START TEXT BLOCK

Compiler hints, inlining and syntax consistency

Sat Dec 28 10:18:55 PST 2013

On Saturday, 28 December 2013 at 17:23:38 UTC, Ola Fosheim 
Grøstad wrote:
> STL is not great, has never been great, and probably will never 
> be great. Cool idea, bad execution for the language it was 
> implemented in. So they had to change C++ to support i better! 
> :-P
>
> How much time does a committee need to agree on a hash-table 
> implementation? Or should I say decades? STL is so 
> designed-by-a-committee that it hurts. It is not a shining 
> star! Not at all.
>
> STL is ok for early prototyping with C++11, but if you care 
> about performance you roll your own.

Nice tirade, but I only referenced STL for its take on 
algorithmic complexity requirements. If it makes the concept more 
palatable, you could instead imagine it as the anti-thesis of 
Java's collection interfaces.

> Single linked lists is very useful for situations where you 
> want lists that are mostly empty or short, but where you do not 
> want to impose an upperbound. O(N) on length() does not matter 
> much in many real-world scenarios.

In these cases you can use `walkLength` which is in itself the 
very warning you want.

> What you want is a (mild) warning if you use a templated 
> algorithm and that algorithm use a O(N) primitive where it is 
> invisible to the library user. A warning you should be able to 
> suppress (basically telling the compiler "trust me, this is 
> deliberate").

You could define a wrapper type to explicitly attach O(n) 
primitives onto ranges and/or containers, but generally the 
response is that you're using the wrong container, so this 
probably won't find its way to Phobos.

END TEXT BLOCK

WRITTEN EXERCISE 1:
Update the forum post on compiler hints, starting at "In these cases" and ending at "explicitly attach O(n)", and replace "warning" with "notice" throughout that span.
WRITTEN EXERCISE 2:
Answer the following questions using the forum post on compiler hints.
(a) For what purpose does the reply say STL was referenced?
(b) According to the quoted post, for what is STL acceptable?
(c) Which function does the reply name for cases where lists are mostly empty or short?

START LISTED RECORDS

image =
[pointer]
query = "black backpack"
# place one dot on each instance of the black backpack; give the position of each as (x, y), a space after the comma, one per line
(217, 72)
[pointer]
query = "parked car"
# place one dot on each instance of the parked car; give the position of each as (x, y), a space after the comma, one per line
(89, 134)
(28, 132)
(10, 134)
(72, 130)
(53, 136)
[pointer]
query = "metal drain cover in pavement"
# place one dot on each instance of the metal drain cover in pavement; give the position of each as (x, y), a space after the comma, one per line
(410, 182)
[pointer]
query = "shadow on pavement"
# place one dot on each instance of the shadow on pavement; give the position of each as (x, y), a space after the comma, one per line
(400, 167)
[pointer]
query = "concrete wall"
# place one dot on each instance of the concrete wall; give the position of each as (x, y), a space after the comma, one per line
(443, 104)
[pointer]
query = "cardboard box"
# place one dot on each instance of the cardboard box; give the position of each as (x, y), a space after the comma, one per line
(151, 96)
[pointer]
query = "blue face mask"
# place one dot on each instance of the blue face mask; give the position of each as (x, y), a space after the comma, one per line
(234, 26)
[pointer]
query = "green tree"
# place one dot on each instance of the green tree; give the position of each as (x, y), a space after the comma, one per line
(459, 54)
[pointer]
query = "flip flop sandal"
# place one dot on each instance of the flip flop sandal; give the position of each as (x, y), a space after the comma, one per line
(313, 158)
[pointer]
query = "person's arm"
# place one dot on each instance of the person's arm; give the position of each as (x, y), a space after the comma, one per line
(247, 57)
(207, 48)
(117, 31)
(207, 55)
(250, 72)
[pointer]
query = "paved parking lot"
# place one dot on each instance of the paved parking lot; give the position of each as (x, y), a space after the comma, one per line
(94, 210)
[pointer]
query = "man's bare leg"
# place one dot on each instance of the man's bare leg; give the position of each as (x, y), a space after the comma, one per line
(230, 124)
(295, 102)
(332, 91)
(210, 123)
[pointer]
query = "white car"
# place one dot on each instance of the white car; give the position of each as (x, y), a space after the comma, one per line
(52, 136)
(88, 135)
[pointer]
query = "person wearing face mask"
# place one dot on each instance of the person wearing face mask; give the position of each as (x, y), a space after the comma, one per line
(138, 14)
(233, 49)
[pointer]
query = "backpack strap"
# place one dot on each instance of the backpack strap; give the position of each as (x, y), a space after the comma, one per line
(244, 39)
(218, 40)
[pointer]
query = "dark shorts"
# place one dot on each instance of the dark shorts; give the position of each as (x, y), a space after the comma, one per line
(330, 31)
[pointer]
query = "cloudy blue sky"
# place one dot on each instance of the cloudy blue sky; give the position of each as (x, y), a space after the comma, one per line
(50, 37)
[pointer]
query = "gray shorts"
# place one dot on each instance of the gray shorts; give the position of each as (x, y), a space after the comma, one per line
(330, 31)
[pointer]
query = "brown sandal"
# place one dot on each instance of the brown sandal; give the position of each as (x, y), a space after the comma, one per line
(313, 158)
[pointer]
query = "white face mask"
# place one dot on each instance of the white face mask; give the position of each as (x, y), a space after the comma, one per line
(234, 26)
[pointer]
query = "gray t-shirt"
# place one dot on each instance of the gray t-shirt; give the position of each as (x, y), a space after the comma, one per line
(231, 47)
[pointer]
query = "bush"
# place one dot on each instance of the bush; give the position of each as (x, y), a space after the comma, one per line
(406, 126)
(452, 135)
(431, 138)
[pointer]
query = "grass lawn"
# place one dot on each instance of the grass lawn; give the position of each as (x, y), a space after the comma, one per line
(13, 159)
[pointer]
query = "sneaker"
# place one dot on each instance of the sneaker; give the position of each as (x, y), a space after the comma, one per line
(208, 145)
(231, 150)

END LISTED RECORDS

RESPONSE 1:
In these cases you can use `walkLength` which is in itself the 
very notice you want.

> What you want is a (mild) notice if you use a templated 
> algorithm and that algorithm use a O(N) primitive where it is 
> invisible to the library user. A notice you should be able to 
> suppress (basically telling the compiler "trust me, this is 
> deliberate").

You could define a wrapper type to explicitly attach O(n)

RESPONSE 2:
(a) For its take on algorithmic complexity requirements.
(b) Early prototyping with C++11.
(c) `walkLength`.